## Tekstfragment
Onzichtbare verbindingen
Inmiddels weet ik dat deze derde generatie Indo ook in haar eigen leven in en met meerdere culturen leeft. In een sneeuwwit Berlijn ontmoet ik namelijk niet alleen Hadassah (Indische vader, Duitse moeder), maar ook haar Roemeense partner Catalin en Ileana, hun – in Duitsland geboren – dochter. Vader en dochter gaan buiten een frisse neus halen, terwijl ik Hadassah interview in Galerie Invaliden 1, gelegen op de grens van de voormalig oost-Berlijnse wijken Mitte en Prenzlauerberg.
“Na de scheiding van mijn ouders vertrok mijn vader. Ik was toen zes jaar. Daarmee vertrok ook het Indische uit mijn leven, het Indische werd mysterieus. Mijn moeder spoorde me aan er wel wat mee te doen. Ze nam me mee naar pasar malams, waar ik een hawaiian dans groep zag. Ik werd lid en danste er tien jaar in. Ik ben toen in een rol gegaan en dat was erg leuk: via een rol maakte ik contact met ‘het Indische’. Ja, ik heb nog contact met mijn vader. Voor hem leken Indië en Indonesië een afgesloten hoofdstuk te zijn. In 2006 ging ik voor de tweede keer naar Indonesië. Ik belde mijn vader regelmatig en vertelde hem over mijn avonturen daar. Ik weet niet wat het bij hem van binnen deed, dat ik daar was. Zelf wil hij niet meer. Indonesië heeft vreemde vormen aangenomen in zijn hoofd, hij fantaseert erover, het land is een oord van projectie geworden.”

## Gegevens

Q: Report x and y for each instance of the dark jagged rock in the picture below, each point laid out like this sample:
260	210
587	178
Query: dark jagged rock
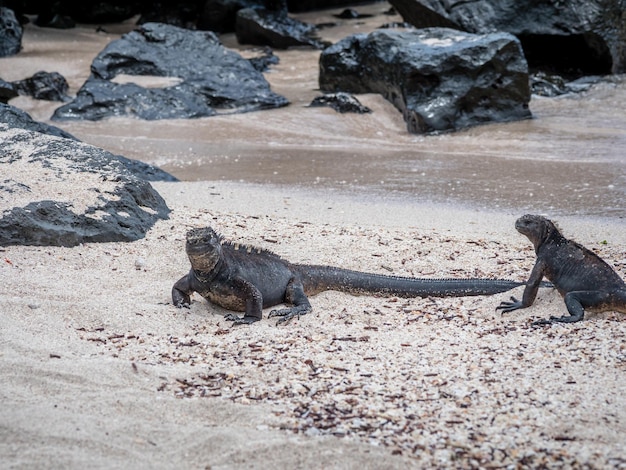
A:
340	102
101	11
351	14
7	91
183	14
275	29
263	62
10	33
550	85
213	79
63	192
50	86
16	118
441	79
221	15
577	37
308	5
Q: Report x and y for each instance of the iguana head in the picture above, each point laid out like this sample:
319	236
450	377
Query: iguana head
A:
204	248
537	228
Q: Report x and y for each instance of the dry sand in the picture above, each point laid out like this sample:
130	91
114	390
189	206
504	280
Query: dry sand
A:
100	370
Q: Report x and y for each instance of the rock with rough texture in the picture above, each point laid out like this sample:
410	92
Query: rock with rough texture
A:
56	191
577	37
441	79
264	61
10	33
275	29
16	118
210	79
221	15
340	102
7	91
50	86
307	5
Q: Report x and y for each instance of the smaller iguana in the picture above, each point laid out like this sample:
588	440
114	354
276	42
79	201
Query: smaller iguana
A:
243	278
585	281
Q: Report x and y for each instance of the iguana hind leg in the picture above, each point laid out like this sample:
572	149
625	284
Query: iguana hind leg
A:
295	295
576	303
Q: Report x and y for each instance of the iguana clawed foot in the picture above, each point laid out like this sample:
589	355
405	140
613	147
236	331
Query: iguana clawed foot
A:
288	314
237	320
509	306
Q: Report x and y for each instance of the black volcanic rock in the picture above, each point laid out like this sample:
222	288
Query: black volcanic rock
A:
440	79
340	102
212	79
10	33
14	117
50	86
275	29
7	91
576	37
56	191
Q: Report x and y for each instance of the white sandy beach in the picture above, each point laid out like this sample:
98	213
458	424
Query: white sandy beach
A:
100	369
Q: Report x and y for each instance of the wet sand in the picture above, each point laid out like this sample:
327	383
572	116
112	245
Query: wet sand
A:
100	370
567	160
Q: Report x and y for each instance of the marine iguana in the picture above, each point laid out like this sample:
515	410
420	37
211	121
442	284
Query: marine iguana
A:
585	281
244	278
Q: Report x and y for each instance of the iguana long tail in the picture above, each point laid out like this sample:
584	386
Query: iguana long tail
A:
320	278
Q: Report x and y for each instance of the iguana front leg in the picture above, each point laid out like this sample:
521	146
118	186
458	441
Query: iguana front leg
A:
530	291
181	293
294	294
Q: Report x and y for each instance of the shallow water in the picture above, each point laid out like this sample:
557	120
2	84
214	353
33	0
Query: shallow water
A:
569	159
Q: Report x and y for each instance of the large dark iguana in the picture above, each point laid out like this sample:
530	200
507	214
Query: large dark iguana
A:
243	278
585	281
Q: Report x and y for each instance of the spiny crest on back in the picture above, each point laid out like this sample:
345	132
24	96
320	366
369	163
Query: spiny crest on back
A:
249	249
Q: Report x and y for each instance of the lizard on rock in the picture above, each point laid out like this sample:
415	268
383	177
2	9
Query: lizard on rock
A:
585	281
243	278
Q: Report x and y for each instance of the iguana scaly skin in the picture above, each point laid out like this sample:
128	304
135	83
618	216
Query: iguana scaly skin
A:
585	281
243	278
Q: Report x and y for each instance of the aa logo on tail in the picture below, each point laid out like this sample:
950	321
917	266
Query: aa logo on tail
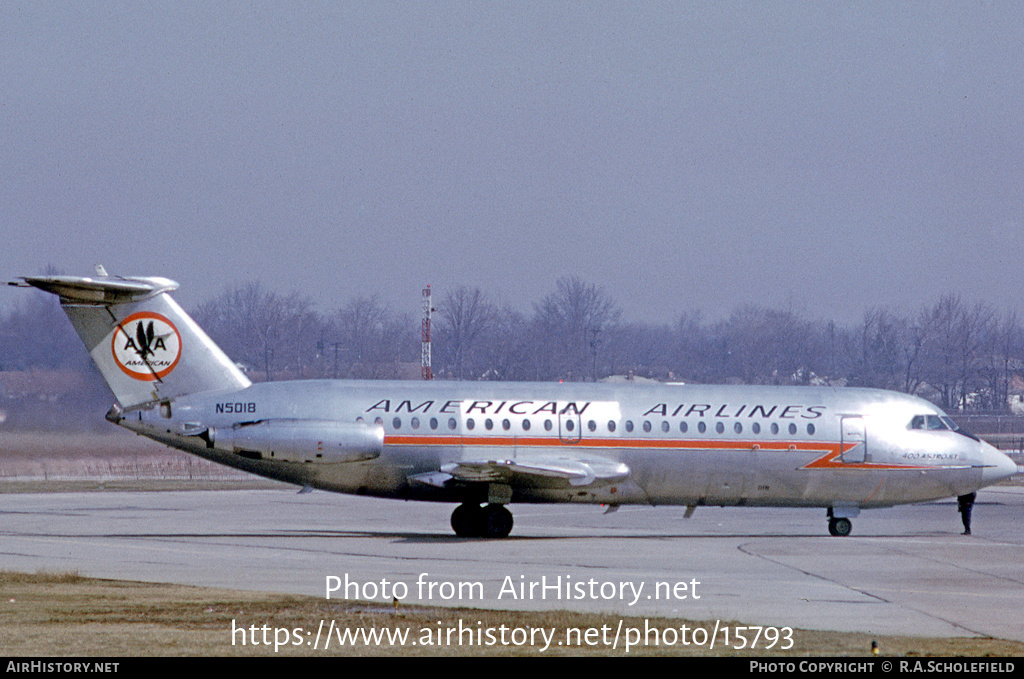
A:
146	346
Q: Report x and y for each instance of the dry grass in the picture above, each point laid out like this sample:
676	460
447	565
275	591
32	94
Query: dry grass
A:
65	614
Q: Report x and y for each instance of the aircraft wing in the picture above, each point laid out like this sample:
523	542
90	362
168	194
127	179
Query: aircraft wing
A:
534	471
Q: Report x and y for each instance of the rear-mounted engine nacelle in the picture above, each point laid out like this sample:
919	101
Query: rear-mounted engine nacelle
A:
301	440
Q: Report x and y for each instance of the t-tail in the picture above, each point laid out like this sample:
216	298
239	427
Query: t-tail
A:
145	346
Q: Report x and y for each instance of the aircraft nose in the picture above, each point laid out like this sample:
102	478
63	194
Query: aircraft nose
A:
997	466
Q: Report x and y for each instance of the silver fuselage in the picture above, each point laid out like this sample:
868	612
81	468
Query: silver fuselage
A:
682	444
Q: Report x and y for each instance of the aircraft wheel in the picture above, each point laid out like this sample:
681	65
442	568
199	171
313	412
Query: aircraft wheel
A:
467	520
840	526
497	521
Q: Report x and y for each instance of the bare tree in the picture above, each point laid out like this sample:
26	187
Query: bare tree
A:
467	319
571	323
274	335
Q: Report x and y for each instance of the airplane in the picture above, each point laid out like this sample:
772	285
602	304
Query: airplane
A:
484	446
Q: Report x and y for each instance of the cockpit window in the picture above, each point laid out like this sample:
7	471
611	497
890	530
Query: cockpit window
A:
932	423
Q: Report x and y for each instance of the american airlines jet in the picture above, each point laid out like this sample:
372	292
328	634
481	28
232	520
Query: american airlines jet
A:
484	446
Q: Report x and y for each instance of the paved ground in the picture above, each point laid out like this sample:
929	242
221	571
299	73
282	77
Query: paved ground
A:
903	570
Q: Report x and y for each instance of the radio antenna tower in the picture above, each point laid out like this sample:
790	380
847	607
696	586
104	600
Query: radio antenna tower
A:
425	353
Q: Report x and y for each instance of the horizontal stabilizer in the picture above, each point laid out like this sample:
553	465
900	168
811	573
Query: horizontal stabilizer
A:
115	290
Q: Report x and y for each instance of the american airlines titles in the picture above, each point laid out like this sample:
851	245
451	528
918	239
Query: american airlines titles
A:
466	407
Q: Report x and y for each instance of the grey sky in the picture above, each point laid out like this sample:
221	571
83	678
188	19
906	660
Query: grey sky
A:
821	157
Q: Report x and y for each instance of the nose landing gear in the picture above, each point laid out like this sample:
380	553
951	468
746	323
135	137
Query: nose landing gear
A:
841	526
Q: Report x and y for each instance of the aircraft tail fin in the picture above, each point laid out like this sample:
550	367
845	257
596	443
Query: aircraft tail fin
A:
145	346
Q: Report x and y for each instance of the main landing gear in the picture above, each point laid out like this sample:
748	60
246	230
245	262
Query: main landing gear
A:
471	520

## Opdrachten
1) Schrijf uit het fragment letterlijk het stuk over van "Onzichtbare verbindingen" tot en met "Mitte en Prenzlauerberg.".
2) Beantwoord met behulp van het fragment:
(a) In welke galerie vindt het interview met Hadassah plaats?
(b) Hoe oud was Hadassah toen haar vader vertrok?
(c) Hoeveel jaar danste Hadassah in de hawaiian dansgroep?
De gegevens spelen hierbij geen enkele rol.

## Antwoorden
1)
Onzichtbare verbindingen
Inmiddels weet ik dat deze derde generatie Indo ook in haar eigen leven in en met meerdere culturen leeft. In een sneeuwwit Berlijn ontmoet ik namelijk niet alleen Hadassah (Indische vader, Duitse moeder), maar ook haar Roemeense partner Catalin en Ileana, hun – in Duitsland geboren – dochter. Vader en dochter gaan buiten een frisse neus halen, terwijl ik Hadassah interview in Galerie Invaliden 1, gelegen op de grens van de voormalig oost-Berlijnse wijken Mitte en Prenzlauerberg.

2)
(a) In Galerie Invaliden 1.
(b) Zes jaar.
(c) Tien jaar.